**WHAT THE TASK ASKS**
Count how many lines below contain the word "window". Reply with that number only.

Annotation data for object locations
————————

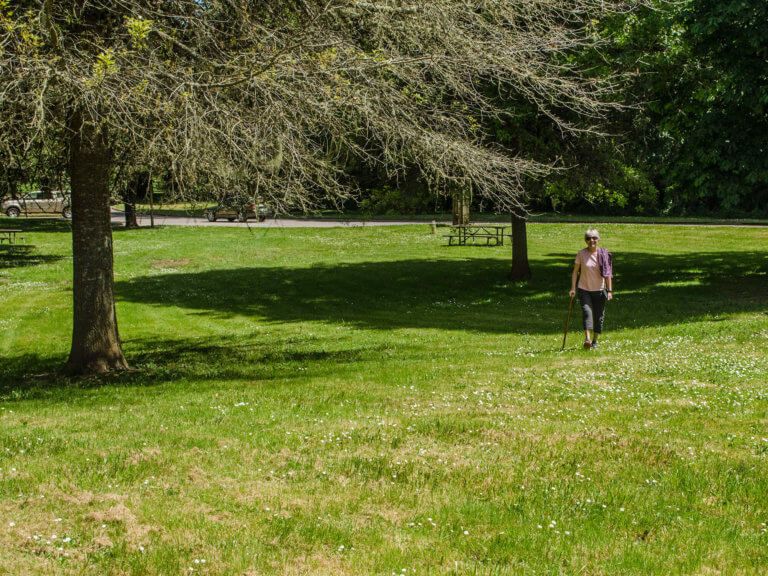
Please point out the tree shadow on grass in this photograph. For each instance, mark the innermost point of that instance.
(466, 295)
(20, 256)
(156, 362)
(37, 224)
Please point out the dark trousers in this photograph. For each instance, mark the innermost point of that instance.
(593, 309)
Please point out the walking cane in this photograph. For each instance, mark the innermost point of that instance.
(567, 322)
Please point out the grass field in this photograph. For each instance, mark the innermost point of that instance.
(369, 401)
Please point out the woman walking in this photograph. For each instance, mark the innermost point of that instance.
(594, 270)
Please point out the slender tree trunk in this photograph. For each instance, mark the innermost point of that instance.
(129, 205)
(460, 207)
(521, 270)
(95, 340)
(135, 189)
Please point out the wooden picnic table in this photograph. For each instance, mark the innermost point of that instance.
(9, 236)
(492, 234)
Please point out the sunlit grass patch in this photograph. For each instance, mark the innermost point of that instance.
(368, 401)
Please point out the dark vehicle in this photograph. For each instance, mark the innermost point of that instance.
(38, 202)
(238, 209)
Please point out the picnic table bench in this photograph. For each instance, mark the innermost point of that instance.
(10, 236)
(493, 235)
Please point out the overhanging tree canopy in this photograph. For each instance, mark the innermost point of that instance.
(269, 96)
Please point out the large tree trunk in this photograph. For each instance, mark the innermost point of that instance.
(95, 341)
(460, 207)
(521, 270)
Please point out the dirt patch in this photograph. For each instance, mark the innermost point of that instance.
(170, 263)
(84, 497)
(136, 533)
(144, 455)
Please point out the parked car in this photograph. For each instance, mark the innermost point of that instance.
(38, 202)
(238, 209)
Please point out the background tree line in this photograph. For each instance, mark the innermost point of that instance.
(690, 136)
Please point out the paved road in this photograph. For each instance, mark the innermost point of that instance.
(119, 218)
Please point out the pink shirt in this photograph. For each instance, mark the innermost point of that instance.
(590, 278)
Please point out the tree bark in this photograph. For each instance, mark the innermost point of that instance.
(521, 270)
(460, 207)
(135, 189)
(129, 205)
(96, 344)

————————

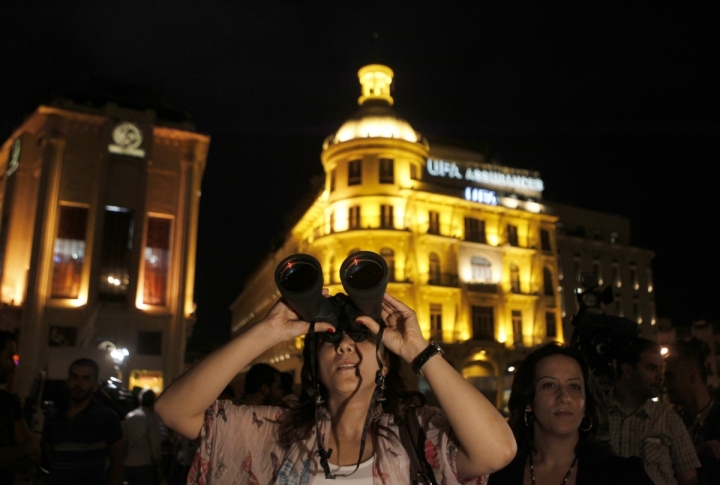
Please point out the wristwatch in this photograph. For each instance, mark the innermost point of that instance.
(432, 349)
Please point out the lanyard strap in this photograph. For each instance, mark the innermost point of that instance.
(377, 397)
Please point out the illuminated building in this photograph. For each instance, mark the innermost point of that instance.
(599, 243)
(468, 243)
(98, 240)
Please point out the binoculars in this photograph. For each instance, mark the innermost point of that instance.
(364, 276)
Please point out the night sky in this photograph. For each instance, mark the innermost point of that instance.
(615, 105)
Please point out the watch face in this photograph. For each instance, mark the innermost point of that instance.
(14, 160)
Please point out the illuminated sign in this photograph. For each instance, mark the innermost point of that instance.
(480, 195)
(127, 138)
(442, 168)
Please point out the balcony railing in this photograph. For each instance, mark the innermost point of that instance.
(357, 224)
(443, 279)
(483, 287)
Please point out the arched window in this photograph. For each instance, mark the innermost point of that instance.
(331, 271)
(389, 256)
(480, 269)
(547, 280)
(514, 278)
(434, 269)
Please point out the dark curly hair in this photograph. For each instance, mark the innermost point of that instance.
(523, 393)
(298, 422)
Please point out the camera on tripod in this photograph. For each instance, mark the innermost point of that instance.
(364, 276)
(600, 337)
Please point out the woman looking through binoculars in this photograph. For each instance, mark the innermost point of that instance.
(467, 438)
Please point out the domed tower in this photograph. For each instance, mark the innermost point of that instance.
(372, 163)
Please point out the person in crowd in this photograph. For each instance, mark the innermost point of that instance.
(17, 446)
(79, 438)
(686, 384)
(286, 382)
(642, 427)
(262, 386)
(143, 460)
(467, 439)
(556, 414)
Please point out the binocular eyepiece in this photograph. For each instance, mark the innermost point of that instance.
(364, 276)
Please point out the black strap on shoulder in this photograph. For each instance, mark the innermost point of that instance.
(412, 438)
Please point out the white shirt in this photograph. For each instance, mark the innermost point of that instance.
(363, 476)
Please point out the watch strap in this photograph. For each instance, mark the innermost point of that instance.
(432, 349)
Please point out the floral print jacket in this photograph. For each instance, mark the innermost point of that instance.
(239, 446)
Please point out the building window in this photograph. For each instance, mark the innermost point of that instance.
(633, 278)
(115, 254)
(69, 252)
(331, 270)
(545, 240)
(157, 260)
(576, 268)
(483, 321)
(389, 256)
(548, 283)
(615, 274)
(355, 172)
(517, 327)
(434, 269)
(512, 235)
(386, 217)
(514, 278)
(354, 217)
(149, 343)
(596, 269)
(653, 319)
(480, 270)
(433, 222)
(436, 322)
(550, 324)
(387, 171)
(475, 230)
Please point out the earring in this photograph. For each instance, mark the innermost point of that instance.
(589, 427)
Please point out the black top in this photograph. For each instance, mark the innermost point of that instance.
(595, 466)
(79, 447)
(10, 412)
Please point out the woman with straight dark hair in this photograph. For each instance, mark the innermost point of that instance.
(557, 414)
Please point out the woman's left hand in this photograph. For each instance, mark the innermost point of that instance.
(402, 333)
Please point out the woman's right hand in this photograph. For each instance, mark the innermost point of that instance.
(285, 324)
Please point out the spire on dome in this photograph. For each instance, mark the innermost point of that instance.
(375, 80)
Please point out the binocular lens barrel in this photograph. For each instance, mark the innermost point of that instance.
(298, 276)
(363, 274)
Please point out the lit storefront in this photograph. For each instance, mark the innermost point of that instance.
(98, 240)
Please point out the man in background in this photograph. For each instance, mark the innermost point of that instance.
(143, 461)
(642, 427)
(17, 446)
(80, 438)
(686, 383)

————————

**RESULT**
2